*The task:*
Reproduce verbatim everything in the text on hurricane preparations from "Florida co-ops are" down to "Manager/CEO Ricky Davis.".

*Exercise text:*
----------------------------------------
As Hurricane Irma churns through the Caribbean at 185 mph toward a potential landfall in the United States, electric cooperatives are well into their storm preparations.
Florida co-ops are putting emergency plans into place, including Florida Keys Electric Cooperative, which expects a mandatory evacuation as the hurricane draws near this weekend.
“Our offices will close at the end of the day and stay closed for the duration of the weather event,” CEO Scott Newberry said Sept. 6. “Over 80 of our employees out of 115 are planning to evacuate.”
Clay Electric Cooperative, based in Keystone Heights, is among others well into disaster prep. It is implementing its emergency operations plan knowing that many contract crews needed for power restoration are already committed to Texas and Louisiana following Hurricane Harvey.
“These steps are to ensure we remain ahead of the curve, because this storm’s projected path will obviously affect multiple utilities, causing outside resources to be limited,” said Clay Electric General Manager/CEO Ricky Davis.
While Irma’s exact trajectory fluctuates, the National Hurricane Center says it should be located between the Florida Keys and Cuba early Sept. 10. It’s projected to be a Category 4 hurricane at that time.
----------------------------------------
*Data to examine:*
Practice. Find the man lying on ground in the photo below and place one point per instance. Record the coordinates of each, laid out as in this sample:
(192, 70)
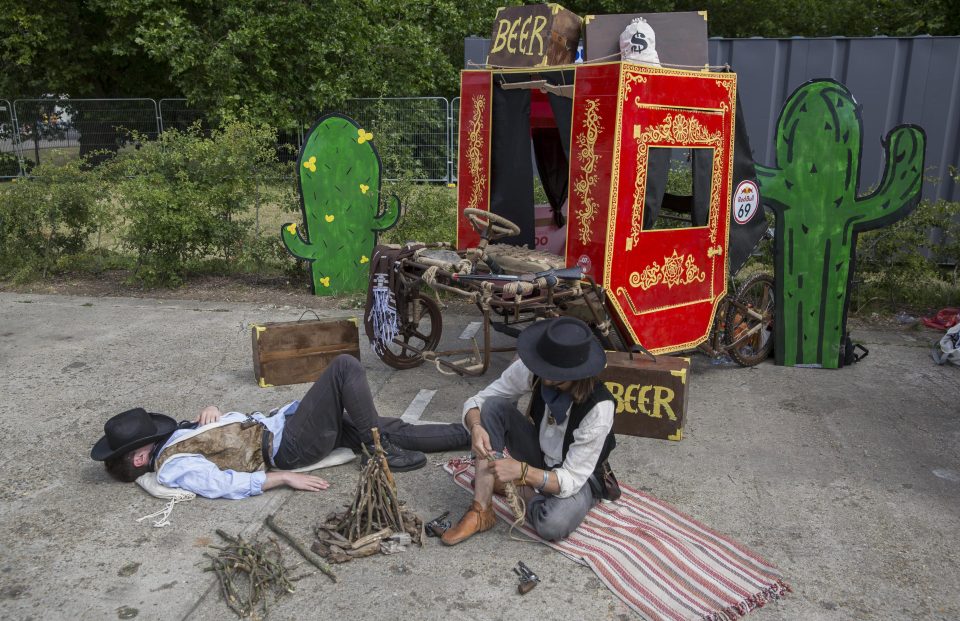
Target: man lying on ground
(236, 455)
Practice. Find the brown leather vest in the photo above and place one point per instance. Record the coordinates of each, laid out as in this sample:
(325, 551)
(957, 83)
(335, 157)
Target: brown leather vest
(234, 446)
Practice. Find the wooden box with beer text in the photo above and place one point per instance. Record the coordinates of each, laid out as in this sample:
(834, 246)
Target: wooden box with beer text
(296, 352)
(651, 397)
(536, 35)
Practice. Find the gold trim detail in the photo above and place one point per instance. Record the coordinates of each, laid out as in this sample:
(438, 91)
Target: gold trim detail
(588, 157)
(675, 272)
(474, 150)
(629, 80)
(681, 130)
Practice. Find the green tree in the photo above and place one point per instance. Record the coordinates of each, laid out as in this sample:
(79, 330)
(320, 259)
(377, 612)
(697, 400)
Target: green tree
(800, 18)
(280, 62)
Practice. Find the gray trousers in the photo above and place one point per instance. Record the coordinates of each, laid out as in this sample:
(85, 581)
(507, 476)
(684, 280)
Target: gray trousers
(552, 517)
(338, 410)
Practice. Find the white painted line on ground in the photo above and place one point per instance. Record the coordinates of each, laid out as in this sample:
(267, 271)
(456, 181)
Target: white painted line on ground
(415, 410)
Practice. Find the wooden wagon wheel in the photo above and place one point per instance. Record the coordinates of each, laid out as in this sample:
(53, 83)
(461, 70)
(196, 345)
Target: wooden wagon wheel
(421, 325)
(748, 335)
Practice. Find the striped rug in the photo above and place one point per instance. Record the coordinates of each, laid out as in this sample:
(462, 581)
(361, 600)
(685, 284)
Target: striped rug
(661, 563)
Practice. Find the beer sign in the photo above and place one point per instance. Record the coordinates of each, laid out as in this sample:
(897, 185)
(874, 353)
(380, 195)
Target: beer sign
(651, 397)
(534, 36)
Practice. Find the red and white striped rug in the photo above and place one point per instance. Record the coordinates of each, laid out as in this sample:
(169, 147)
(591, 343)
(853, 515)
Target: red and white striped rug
(661, 563)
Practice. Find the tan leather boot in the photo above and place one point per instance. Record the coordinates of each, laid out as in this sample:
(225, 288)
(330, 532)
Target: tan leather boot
(475, 520)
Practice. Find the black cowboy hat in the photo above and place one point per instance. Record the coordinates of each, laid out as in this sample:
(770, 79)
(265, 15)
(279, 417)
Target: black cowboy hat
(561, 349)
(128, 431)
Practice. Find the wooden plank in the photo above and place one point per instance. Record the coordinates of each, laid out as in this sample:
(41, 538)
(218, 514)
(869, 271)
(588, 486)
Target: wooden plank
(536, 35)
(298, 351)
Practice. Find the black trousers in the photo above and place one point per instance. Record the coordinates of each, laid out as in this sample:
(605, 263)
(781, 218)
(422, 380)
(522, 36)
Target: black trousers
(338, 410)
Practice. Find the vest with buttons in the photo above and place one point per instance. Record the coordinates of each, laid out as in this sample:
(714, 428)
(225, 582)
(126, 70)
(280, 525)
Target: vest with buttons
(578, 411)
(235, 446)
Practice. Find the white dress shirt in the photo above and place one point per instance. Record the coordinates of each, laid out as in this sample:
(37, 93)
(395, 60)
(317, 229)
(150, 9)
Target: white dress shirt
(517, 381)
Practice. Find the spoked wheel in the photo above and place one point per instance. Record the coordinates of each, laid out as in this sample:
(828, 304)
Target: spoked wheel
(748, 334)
(420, 326)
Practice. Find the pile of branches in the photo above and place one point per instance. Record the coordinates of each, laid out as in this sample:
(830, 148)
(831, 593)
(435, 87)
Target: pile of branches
(375, 516)
(248, 572)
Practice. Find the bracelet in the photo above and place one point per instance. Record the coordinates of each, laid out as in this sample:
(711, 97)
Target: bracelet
(546, 479)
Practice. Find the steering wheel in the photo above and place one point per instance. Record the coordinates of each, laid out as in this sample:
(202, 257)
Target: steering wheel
(490, 225)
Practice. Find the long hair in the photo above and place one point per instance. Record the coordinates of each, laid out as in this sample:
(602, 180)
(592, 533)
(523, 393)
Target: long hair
(583, 388)
(122, 469)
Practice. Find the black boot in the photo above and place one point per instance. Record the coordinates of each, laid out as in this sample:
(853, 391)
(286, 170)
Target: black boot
(399, 460)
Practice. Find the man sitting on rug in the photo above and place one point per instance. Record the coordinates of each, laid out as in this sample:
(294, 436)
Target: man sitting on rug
(237, 455)
(558, 457)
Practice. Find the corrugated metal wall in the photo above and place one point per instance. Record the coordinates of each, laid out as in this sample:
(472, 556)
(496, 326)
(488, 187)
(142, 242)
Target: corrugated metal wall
(895, 80)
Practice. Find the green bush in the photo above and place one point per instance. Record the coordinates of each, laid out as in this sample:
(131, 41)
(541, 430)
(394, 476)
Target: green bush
(185, 199)
(903, 265)
(429, 214)
(50, 217)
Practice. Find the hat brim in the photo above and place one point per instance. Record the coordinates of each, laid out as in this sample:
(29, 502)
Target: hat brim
(527, 349)
(101, 451)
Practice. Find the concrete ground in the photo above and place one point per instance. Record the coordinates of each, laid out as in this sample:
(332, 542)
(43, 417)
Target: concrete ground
(848, 480)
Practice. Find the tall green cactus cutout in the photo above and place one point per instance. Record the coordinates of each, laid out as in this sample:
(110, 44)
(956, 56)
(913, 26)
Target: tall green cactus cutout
(340, 199)
(813, 191)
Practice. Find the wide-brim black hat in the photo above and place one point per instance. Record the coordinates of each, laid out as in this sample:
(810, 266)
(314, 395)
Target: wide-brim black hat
(128, 431)
(561, 349)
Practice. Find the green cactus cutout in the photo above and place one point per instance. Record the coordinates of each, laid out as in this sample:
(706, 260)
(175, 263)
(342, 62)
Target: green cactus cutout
(340, 199)
(813, 192)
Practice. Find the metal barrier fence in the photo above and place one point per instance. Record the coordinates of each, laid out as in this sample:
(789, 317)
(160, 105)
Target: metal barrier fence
(414, 134)
(64, 129)
(10, 165)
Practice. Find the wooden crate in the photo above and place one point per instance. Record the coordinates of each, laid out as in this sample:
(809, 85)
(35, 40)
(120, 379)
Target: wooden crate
(651, 396)
(536, 35)
(296, 352)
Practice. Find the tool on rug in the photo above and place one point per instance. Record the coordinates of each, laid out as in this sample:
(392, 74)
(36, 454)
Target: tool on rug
(627, 543)
(528, 579)
(375, 516)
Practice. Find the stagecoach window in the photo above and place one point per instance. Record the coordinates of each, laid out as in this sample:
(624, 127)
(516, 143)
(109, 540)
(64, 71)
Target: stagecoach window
(678, 187)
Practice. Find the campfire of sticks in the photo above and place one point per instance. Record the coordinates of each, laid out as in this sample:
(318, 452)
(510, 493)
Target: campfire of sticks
(376, 520)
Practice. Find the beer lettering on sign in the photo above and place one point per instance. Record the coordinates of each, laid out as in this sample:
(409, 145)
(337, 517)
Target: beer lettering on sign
(654, 401)
(534, 36)
(650, 395)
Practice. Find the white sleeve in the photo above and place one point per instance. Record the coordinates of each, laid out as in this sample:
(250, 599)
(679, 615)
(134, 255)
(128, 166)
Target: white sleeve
(582, 456)
(515, 381)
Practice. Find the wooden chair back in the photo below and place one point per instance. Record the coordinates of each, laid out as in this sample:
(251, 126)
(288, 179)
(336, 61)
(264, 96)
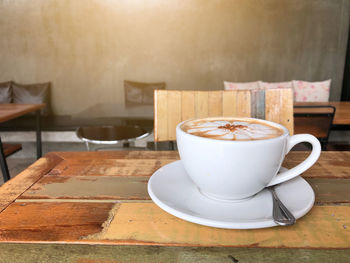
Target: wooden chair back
(174, 106)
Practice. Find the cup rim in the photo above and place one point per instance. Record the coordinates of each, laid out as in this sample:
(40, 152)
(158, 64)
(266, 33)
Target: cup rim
(285, 130)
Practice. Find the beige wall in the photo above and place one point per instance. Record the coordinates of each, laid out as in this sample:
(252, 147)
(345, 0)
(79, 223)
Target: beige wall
(86, 48)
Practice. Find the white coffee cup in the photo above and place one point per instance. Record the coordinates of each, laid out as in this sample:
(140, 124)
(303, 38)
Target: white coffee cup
(233, 170)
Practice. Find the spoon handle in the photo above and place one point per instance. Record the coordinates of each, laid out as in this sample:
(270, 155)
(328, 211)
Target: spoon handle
(281, 215)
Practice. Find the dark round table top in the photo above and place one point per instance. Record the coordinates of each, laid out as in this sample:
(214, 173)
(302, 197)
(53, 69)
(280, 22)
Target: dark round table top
(111, 134)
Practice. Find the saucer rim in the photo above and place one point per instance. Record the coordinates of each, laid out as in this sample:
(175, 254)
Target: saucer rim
(239, 224)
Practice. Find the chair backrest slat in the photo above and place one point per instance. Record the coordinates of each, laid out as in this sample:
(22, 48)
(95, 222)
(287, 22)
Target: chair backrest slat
(173, 106)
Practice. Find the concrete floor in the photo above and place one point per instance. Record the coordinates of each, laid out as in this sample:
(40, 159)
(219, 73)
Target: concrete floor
(51, 142)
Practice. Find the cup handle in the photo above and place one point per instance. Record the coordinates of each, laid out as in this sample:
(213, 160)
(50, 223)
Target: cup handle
(306, 164)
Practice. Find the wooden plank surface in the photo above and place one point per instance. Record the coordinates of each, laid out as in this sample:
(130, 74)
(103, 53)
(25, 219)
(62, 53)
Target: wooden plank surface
(145, 224)
(101, 198)
(82, 253)
(173, 106)
(19, 184)
(342, 114)
(11, 110)
(57, 221)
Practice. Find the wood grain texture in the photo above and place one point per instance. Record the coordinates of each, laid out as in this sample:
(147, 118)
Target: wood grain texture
(108, 167)
(229, 108)
(88, 188)
(173, 113)
(102, 155)
(17, 185)
(201, 104)
(342, 114)
(243, 103)
(52, 221)
(80, 253)
(101, 198)
(146, 223)
(173, 106)
(215, 104)
(279, 107)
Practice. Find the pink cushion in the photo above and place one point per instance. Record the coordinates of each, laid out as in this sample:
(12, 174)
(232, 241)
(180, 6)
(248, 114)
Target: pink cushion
(311, 91)
(241, 85)
(275, 85)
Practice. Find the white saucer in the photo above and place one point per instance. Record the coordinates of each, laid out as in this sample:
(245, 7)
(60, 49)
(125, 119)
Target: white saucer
(173, 191)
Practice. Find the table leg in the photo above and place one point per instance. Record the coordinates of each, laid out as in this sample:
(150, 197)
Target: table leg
(3, 163)
(38, 135)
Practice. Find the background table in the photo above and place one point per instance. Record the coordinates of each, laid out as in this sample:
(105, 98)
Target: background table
(12, 110)
(94, 207)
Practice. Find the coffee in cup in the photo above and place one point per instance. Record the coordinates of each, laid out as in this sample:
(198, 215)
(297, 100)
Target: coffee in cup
(231, 129)
(235, 158)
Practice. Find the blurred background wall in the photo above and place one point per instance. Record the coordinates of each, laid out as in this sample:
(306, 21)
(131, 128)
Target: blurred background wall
(87, 48)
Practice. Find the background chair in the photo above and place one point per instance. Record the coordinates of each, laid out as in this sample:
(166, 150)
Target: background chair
(5, 151)
(173, 106)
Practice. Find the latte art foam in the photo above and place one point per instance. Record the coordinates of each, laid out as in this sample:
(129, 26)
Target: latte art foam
(231, 129)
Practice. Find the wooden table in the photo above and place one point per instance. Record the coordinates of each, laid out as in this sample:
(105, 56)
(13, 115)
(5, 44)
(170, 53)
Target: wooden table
(94, 207)
(11, 111)
(342, 113)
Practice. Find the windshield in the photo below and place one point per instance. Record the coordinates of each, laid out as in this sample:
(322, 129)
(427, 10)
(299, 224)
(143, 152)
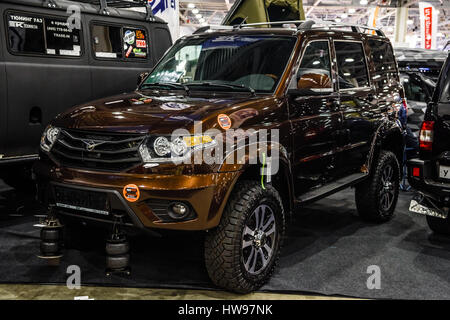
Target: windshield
(231, 63)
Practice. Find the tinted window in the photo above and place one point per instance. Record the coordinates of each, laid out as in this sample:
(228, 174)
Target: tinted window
(164, 42)
(314, 71)
(351, 63)
(225, 63)
(443, 88)
(107, 41)
(114, 42)
(135, 43)
(42, 35)
(413, 89)
(383, 59)
(382, 56)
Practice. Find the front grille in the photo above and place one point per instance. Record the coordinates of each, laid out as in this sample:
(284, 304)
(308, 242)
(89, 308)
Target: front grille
(97, 150)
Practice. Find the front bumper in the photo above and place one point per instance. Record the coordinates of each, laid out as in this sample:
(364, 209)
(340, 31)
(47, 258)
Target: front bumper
(206, 194)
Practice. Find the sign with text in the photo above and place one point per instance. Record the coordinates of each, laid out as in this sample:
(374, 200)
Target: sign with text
(428, 25)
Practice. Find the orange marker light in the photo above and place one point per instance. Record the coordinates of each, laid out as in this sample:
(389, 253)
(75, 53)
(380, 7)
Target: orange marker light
(131, 192)
(224, 121)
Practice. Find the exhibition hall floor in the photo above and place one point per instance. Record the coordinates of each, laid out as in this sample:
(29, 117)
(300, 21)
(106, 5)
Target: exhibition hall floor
(328, 251)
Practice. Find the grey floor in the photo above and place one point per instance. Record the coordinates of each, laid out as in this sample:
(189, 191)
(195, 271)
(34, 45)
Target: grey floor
(327, 251)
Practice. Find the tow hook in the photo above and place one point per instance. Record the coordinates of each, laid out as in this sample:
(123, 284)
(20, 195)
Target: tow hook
(51, 237)
(117, 250)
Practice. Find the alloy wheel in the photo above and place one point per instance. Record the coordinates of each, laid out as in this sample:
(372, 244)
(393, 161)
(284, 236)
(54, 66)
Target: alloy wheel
(258, 241)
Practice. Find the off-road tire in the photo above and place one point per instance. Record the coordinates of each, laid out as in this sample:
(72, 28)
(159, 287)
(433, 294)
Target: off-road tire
(223, 245)
(367, 193)
(439, 225)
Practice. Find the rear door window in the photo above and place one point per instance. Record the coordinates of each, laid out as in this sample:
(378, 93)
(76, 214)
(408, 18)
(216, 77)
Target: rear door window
(107, 41)
(121, 43)
(135, 43)
(33, 34)
(164, 41)
(383, 58)
(315, 68)
(352, 68)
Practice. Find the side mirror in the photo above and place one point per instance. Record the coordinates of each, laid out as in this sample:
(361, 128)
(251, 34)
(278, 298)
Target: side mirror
(314, 81)
(142, 77)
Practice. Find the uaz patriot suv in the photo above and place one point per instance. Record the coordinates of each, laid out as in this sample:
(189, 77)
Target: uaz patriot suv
(232, 131)
(430, 173)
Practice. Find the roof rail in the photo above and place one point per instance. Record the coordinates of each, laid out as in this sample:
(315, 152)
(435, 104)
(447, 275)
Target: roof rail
(104, 4)
(303, 25)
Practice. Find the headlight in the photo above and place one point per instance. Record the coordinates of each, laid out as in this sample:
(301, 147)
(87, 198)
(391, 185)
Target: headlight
(48, 138)
(162, 149)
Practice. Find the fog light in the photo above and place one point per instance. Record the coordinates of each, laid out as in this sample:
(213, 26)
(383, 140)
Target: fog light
(178, 210)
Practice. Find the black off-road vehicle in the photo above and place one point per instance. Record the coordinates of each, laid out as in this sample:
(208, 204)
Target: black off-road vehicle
(430, 173)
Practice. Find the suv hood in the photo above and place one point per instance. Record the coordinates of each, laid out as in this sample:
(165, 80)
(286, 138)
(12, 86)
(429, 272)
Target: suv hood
(142, 113)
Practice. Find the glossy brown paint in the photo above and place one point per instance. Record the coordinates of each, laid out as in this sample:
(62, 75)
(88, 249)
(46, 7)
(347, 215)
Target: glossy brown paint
(313, 137)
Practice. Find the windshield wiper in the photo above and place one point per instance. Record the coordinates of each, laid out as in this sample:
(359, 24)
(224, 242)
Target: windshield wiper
(224, 85)
(172, 85)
----------------------------------------
*Written reply:*
Florida co-ops are putting emergency plans into place, including Florida Keys Electric Cooperative, which expects a mandatory evacuation as the hurricane draws near this weekend.
“Our offices will close at the end of the day and stay closed for the duration of the weather event,” CEO Scott Newberry said Sept. 6. “Over 80 of our employees out of 115 are planning to evacuate.”
Clay Electric Cooperative, based in Keystone Heights, is among others well into disaster prep. It is implementing its emergency operations plan knowing that many contract crews needed for power restoration are already committed to Texas and Louisiana following Hurricane Harvey.
“These steps are to ensure we remain ahead of the curve, because this storm’s projected path will obviously affect multiple utilities, causing outside resources to be limited,” said Clay Electric General Manager/CEO Ricky Davis.